* **To do**
Rewrite the material below with "supervisor" changed to "manager" everywhere it occurs, leaving everything else as it is.

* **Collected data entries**
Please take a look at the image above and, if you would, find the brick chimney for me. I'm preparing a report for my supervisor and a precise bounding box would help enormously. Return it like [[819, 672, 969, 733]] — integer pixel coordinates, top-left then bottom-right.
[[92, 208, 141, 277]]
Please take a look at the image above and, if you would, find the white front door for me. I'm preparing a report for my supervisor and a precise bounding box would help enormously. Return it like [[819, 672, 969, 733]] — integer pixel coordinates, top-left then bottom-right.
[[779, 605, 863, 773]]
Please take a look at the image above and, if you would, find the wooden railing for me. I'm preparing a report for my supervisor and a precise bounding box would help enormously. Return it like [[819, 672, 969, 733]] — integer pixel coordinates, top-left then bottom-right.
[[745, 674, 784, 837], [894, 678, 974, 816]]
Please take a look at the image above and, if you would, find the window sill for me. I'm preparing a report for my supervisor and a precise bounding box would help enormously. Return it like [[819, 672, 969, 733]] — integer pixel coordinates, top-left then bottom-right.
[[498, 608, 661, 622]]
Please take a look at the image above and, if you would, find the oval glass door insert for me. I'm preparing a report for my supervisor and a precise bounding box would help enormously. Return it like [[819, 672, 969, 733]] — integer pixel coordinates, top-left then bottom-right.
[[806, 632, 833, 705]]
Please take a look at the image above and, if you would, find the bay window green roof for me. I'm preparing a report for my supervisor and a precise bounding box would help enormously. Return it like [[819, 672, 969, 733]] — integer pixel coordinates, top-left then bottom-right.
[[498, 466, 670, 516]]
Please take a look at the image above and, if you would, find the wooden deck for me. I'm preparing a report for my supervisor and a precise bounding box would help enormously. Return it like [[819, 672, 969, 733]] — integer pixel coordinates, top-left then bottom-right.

* **Task response**
Please take a look at the image above and, if you would, find the brick chimney for me. I'm preparing a report for my manager and a precise bounding box would help enormously. Return it like [[819, 672, 969, 733]] — integer pixel coordinates, top-left then bottom-right.
[[92, 208, 141, 277]]
Please take a look at the image above and, if you would, find the white front door for me. I'm preparing a report for my manager and a precise bounding box would help enormously. Return it like [[819, 672, 969, 733]] — integer pixel coordinates, top-left then bottom-right.
[[779, 605, 863, 773]]
Please take a look at the image above and, if you would, find the wooden railing for me. I'm preparing a report for my manager and a precise bounding box would help enormously. Return it like [[819, 672, 969, 733]] — integer pixel coordinates, top-left then bottom-right.
[[745, 674, 784, 837], [894, 678, 974, 816]]
Please take a look at the image above and, if you would, find the window sill for me. I'm preparing a report for my manager and a precise bounding box would help enormously. Return it like [[819, 672, 969, 733]] — integer pixel coordinates, top-left then bottom-right.
[[498, 608, 661, 622]]
Please take a look at the image above and, if you would, find the oval glass door insert for me. I'm preparing a report for my manager and a precise bounding box would help enormously. Return it like [[819, 672, 969, 733]] — integer pixel coordinates, top-left then bottom-right.
[[806, 632, 833, 705]]
Please take a look at the image above and, if you would, find the bay window green roof for me. I'm preparing a report for my manager and a precise bounding box would help enormously. Return it like [[819, 672, 969, 733]] — integer pixel coordinates, top-left then bottom-right.
[[498, 466, 670, 516]]
Please take a look at the image above and, if you would, find the wooden deck for me. I'm preparing a report for my manager and a precise bounding box would help enormously. Return it like [[819, 672, 969, 733]] — integer pixel coordinates, top-left then bottom-right.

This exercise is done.